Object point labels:
▼

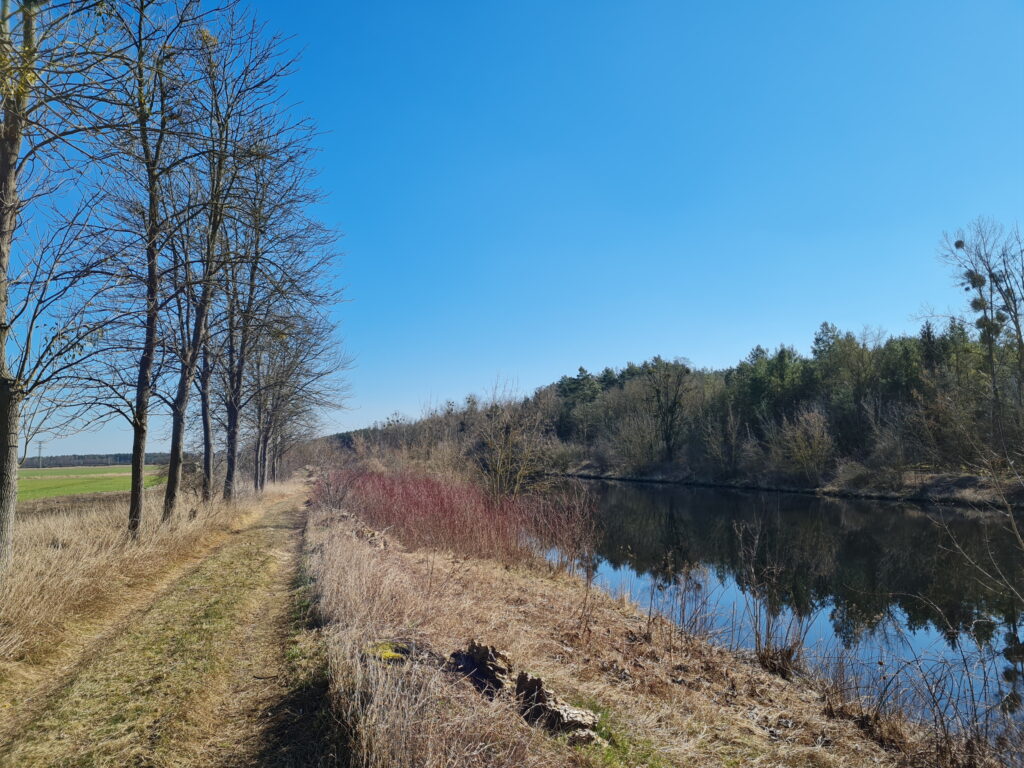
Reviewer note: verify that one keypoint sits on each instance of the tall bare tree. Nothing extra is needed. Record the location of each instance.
(53, 98)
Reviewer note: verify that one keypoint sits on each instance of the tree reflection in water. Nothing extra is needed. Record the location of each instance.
(877, 579)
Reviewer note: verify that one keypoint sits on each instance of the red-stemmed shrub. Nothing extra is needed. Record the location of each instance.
(445, 514)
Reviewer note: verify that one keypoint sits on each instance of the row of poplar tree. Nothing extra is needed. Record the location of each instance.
(159, 248)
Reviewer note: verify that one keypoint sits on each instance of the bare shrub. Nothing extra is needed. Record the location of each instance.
(802, 446)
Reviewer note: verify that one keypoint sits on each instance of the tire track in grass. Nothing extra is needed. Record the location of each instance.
(198, 678)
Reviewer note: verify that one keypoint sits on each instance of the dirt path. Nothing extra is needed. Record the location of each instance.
(217, 671)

▲

All the lines above are to be given again exactly as they read, with the pictures removed.

Reviewer note: verify that one keypoint sits on each instance of the tall bare tree. Nothing extra is needed. Record the location of each instance.
(53, 98)
Reviewer note: verify that one keypoint sits on each instance of the tree reflection in water. Nothing extra is needed. Record the location of each instance.
(877, 579)
Reviewer note: verify that one keypoint sits on each instance of the red-stemmed shrub. Nothing extra is needed. Record the location of each instance.
(445, 514)
Reviewer note: verify that one keypoint sits on each instance of the row of poplar tree. Nothing extra is needed. Record the location of each instance.
(159, 248)
Reviewer note: verify that one keypoint sits on each instance of the bare shrub. Nothing extra is needed. Record the location of each instance.
(802, 446)
Reviewer note: verify that one keypoint sits on each instance of the tire track in grass. Nothing extra is needed. Record the location of each instance.
(198, 678)
Reviewer note: verify that one keypoint sits on each instance of the dirt path. Nothing extra is needed. Record the location of each instance.
(217, 671)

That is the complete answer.